[Point-per-instance localization data]

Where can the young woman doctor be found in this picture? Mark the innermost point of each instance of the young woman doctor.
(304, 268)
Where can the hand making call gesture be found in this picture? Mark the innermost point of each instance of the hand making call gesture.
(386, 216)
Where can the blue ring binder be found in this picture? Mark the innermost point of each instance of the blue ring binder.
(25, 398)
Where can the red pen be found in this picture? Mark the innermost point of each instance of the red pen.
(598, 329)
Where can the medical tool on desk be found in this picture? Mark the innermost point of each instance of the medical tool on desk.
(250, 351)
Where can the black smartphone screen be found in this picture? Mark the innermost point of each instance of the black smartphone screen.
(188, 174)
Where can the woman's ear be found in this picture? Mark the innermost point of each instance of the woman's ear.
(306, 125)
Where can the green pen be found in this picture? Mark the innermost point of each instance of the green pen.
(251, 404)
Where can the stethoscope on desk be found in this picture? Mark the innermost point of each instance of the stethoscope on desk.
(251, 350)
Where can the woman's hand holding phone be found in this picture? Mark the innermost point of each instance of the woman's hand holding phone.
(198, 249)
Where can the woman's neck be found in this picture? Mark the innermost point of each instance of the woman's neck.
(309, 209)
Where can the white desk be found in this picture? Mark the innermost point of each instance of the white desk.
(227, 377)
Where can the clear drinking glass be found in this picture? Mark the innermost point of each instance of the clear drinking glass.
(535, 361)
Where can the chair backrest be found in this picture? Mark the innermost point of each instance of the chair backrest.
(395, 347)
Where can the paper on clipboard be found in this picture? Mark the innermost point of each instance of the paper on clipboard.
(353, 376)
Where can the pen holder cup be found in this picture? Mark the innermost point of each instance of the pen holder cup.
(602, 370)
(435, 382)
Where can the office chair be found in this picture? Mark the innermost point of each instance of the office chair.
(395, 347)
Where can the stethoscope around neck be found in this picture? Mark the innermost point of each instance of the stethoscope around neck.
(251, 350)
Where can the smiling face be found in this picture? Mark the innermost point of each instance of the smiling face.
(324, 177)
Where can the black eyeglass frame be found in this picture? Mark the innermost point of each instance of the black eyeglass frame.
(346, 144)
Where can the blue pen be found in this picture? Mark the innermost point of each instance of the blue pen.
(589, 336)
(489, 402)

• _Problem_
Every entry needs to be copied exactly as it was written.

• _Response to the exercise_
Where can the young woman doctor be found in this picture? Mark the innermost point of each instance of the young woman doctor.
(304, 268)
Where can the hand making call gesture be found in this picture? Mark the innermost point of each instance of the hand making call gesture.
(386, 216)
Where can the blue ring binder be found in this picture? Mark the innermost point of each instance of the blue ring binder.
(25, 398)
Where can the red pen be found in this picture? Mark the innermost point of each instance of the red pen.
(598, 329)
Where can the medical tool on desk be found in this picture? Mark the innermost point of each instance of the medical tool on desk.
(250, 351)
Where can the black smartphone screen be found in this picture? Mark the innermost point of each instance of the black smartphone screen.
(188, 174)
Where can the woman's ear be found in this picture? Mark the innermost point of each instance of the woman's ear.
(306, 125)
Where can the green pen be found in this picture? Mark the innermost point of each instance of the green pen.
(251, 404)
Where can the stethoscope on desk be found in this picture? Mark the innermost point of each instance of the stethoscope on desk.
(251, 350)
Where can the woman's hand holding phone be found in this picture? Mark the innermost point of each instance of the woman's hand holding phone.
(198, 249)
Where can the woman's neck be found in this picture? Mark the innermost point of each instance of the woman's neck.
(309, 209)
Where can the white desk be found in this picture? Mark the innermost point of each instance of the white desk.
(227, 377)
Where can the clear drinking glass be found in this picture? Mark the innermost point of each instance of the clear drinking glass.
(535, 361)
Where can the chair backrest be found in this picture? Mark the innermost point of each instance of the chair backrest.
(395, 347)
Where can the paper on clipboard be found in this picture? Mark the innermost point of each instance of the paper on clipboard.
(353, 376)
Where can the pen holder cup be found in this picture? Mark the innermost point of each instance of the pen holder cup.
(602, 370)
(435, 382)
Where can the office chair be found in this picture? Mark the innermost point of each instance of the office chair.
(395, 347)
Where can the stethoscope around neck be found in this picture? Mark the innermost point of each instance of the stethoscope around neck.
(251, 350)
Where can the smiling face be found in this picture? Mark the innermost point of each instance of the smiling face.
(324, 177)
Where can the black eyeglass frame be found in this picture? Mark the innermost point of each instance of the black eyeglass frame.
(346, 144)
Where can the blue pen be found in this picture? Mark the innermost point of each instance of the blue pen.
(589, 336)
(489, 402)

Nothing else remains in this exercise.